- **INSTRUCTIONS FOR THE TASK**
Below are entries to be transcribed exactly; exclude the pictures from the copy.

- **PROVIDED INFORMATION**
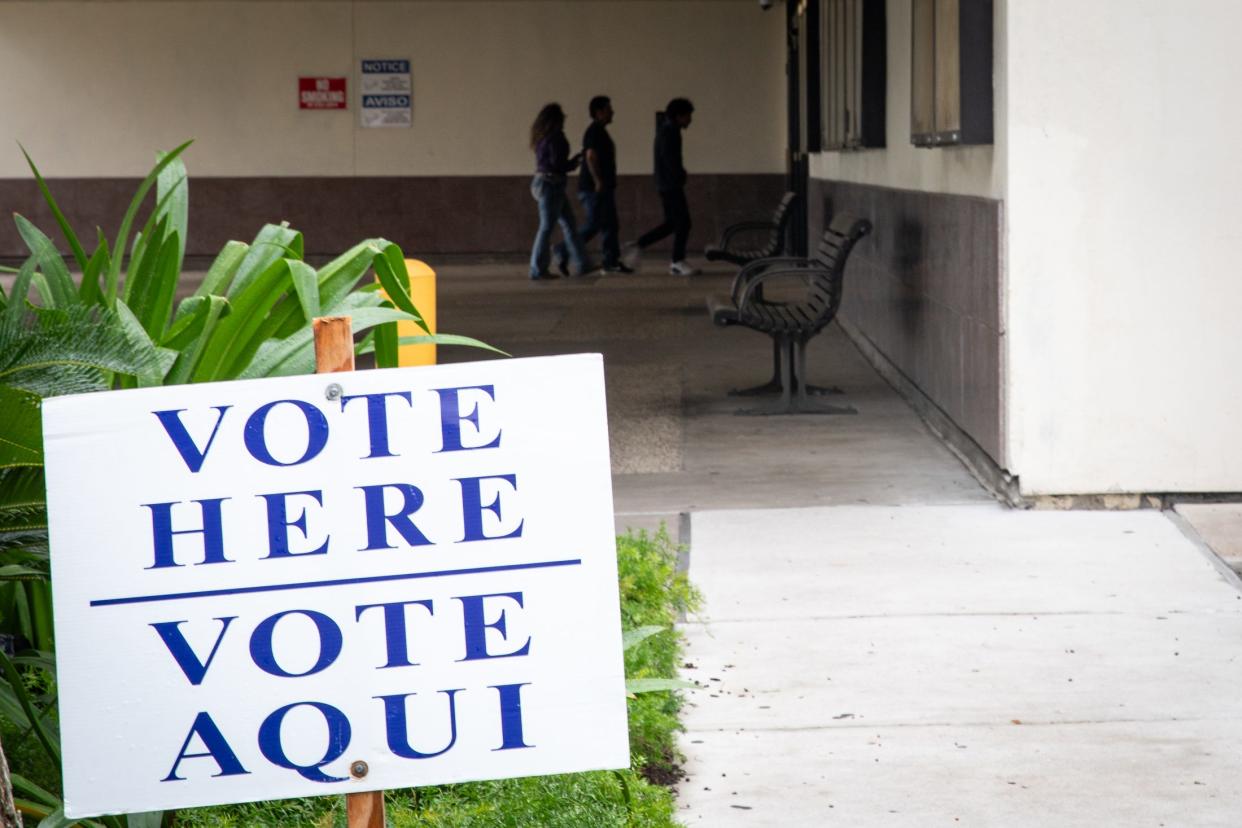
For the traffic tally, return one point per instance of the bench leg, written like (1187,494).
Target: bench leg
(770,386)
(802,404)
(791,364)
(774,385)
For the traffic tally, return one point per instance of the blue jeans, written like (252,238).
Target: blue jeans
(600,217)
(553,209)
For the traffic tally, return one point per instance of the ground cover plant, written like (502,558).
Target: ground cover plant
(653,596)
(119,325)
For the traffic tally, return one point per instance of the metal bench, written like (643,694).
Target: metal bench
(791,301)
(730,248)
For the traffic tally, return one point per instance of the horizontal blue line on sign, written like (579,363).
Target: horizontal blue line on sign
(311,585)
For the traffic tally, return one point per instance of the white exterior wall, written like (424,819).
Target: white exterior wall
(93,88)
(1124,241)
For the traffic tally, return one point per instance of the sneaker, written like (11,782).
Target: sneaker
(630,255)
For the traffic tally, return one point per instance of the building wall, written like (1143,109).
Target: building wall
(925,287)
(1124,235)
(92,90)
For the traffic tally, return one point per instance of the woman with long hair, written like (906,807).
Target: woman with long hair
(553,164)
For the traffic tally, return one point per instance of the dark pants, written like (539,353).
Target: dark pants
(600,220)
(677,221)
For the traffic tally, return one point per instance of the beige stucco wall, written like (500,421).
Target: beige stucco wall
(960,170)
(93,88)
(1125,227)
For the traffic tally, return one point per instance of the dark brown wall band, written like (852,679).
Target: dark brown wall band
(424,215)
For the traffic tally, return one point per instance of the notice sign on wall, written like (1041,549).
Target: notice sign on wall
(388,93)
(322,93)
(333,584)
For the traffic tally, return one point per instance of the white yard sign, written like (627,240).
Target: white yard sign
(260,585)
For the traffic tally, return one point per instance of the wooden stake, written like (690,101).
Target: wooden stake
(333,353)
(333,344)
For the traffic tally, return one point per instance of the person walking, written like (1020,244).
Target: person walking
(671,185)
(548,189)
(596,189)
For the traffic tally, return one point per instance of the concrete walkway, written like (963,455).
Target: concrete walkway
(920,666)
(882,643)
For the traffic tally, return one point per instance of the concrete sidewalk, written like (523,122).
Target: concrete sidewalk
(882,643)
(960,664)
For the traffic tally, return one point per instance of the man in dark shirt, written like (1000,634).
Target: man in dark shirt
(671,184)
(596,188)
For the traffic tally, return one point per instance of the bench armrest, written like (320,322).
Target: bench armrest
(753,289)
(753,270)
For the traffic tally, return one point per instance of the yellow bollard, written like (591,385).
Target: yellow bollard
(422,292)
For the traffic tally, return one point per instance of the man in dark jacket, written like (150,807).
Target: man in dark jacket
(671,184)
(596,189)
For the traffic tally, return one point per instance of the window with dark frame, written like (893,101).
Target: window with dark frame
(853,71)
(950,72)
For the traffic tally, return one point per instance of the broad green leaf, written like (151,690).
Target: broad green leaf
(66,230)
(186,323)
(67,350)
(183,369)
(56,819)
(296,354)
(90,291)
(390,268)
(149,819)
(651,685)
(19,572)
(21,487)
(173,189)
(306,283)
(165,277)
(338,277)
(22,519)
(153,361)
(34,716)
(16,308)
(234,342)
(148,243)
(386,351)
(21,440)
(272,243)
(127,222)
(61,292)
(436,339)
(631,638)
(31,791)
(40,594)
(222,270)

- **RESPONSE BELOW**
For the traffic tally, return one point per instance of the bench leg, written like (1187,494).
Target: bench leg
(770,386)
(802,404)
(791,364)
(774,385)
For the traffic tally, return one point per instance of the blue jeans, written like (252,238).
Target: blue jeans
(600,217)
(553,209)
For the traffic tally, return one point per instance of the ground cover plant, written like (502,558).
Target: ground cover plant
(653,596)
(119,325)
For the traffic tally, return one point per instance of the metal bench, written like (643,694).
Target: metal bench
(791,301)
(730,248)
For the traffic tally, return one point per instance of the horizontal blue line on sign, written like (579,363).
Target: horizontal blue line on sign
(311,585)
For the traffic tally, return one point per instance of the white exterior wall, written like (424,819).
Target: white exterior wall
(93,88)
(1124,241)
For the traffic tally, return one point per instance of the sneaker, written like (11,782).
Target: sneaker
(630,255)
For the traffic tally, return one point per instance of the building wall, written like (1143,109).
Target: building wall
(925,287)
(1124,235)
(92,90)
For the traffic tally, return one point per instance of the woman with long hair, written like (906,807).
Target: woman with long hair
(553,164)
For the traffic tally, return one point per instance of the dark pants, written like (539,353).
Target: dark pants
(600,220)
(677,221)
For the traffic tally, return one point per instance of the beige stucco wall, written like (500,421).
Target: beige stucco wall
(960,170)
(93,88)
(1125,227)
For the traffic tally, return one point per instance of the dark brown wall band, written like (852,679).
Target: dark brown wall band
(424,215)
For the traffic tally, return one point per instance of the notice sign on wall, written like (1041,549).
Target: notice sign on wall
(388,93)
(322,93)
(333,584)
For the traffic tally, return one point per instance of the white yard sign, written like (627,240).
Target: white yard sign
(260,585)
For the traffic tally, return one point per instance of the wooden stake, written like (690,101).
Target: wooden stake
(333,353)
(333,344)
For the traffic tally, return one point per instance of the person walking, written like (1020,244).
Target: person walking
(671,185)
(548,189)
(596,189)
For the traffic tally, return one point per instance of the concrete walkway, written like (963,455).
Target: concrete walkway
(920,666)
(882,643)
For the traffic tally, return one point per instance of the concrete sidewalk, written like (523,122).
Target: concrete sidewalk
(882,643)
(960,664)
For the traffic tally, return one point per instance of the man in dark shirt, written like (1000,634).
Target: man in dark shirt
(671,184)
(596,188)
For the traffic tally, return one point per instance of the bench armrest, written like (320,322).
Target: bench armrest
(753,289)
(753,270)
For the traffic tally, return one point per instance of the yellow bollard, written like (591,385).
Target: yellow bollard
(422,292)
For the traffic tally, return one point per instance of the man in dark jacket, written like (150,807).
Target: man in dark jacket
(671,184)
(596,189)
For the traffic tally, return one point per instance of the window with dark frame, written like (893,101).
Target: window with dark frame
(853,71)
(950,72)
For the traffic tally, return one point per instance of the broad green leaf, written like (151,690).
Target: broad green leaf
(66,230)
(186,323)
(67,350)
(183,369)
(56,819)
(296,354)
(90,291)
(390,268)
(149,819)
(651,685)
(19,572)
(21,487)
(173,189)
(306,283)
(165,277)
(338,277)
(22,519)
(153,361)
(34,716)
(16,308)
(234,342)
(148,243)
(386,351)
(21,440)
(272,243)
(127,222)
(61,292)
(436,339)
(631,638)
(31,791)
(40,594)
(222,270)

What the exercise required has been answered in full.